[[ Entries provided, beginning ]]

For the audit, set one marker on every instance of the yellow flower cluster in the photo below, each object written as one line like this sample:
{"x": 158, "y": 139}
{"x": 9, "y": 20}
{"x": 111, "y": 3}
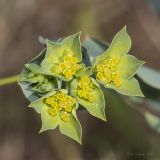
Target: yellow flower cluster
{"x": 61, "y": 104}
{"x": 107, "y": 72}
{"x": 85, "y": 89}
{"x": 68, "y": 67}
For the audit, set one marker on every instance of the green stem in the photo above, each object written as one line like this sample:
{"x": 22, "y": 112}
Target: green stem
{"x": 8, "y": 80}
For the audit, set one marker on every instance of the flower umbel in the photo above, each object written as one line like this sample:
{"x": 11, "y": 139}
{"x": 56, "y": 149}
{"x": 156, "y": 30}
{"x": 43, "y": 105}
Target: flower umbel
{"x": 61, "y": 104}
{"x": 69, "y": 66}
{"x": 116, "y": 69}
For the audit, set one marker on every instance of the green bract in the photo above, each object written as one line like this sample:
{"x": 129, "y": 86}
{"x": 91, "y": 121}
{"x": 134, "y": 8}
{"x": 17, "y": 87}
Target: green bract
{"x": 55, "y": 111}
{"x": 61, "y": 79}
{"x": 115, "y": 69}
{"x": 88, "y": 93}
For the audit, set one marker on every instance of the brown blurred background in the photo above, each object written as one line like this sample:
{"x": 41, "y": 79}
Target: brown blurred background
{"x": 126, "y": 135}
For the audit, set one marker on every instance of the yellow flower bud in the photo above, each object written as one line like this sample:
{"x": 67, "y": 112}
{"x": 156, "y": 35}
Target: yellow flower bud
{"x": 65, "y": 116}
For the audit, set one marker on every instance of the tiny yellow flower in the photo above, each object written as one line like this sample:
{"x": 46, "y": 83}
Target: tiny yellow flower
{"x": 65, "y": 116}
{"x": 85, "y": 88}
{"x": 107, "y": 71}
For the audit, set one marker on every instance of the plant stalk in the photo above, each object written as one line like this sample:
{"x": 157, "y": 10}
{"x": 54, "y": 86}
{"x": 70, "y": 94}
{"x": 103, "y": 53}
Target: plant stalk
{"x": 8, "y": 80}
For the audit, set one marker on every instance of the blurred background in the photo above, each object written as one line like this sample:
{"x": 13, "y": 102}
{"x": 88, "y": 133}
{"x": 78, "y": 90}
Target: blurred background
{"x": 127, "y": 135}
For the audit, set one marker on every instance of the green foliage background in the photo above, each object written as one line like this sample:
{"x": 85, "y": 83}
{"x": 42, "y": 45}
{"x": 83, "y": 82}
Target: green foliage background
{"x": 132, "y": 130}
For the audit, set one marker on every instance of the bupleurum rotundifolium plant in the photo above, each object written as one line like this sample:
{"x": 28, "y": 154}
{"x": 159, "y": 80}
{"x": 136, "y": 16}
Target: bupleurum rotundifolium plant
{"x": 59, "y": 81}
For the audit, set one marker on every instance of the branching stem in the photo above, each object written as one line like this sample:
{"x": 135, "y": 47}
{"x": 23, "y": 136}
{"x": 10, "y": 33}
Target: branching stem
{"x": 8, "y": 80}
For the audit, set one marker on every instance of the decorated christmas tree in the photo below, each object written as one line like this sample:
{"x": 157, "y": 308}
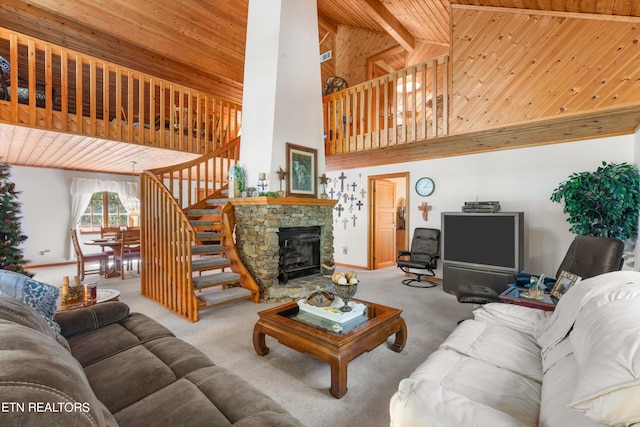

[[ Entries provided, end ]]

About this exercise - Show every line from the entries that includes the word "below".

Result -
For the audit, set one marker on every instance of the yellow flower cluster in the photo below, each object written as one line like this sample:
For the audit, set one marker on every instance of the decorated christmas tree in the photo below, each object written as one line like this sample:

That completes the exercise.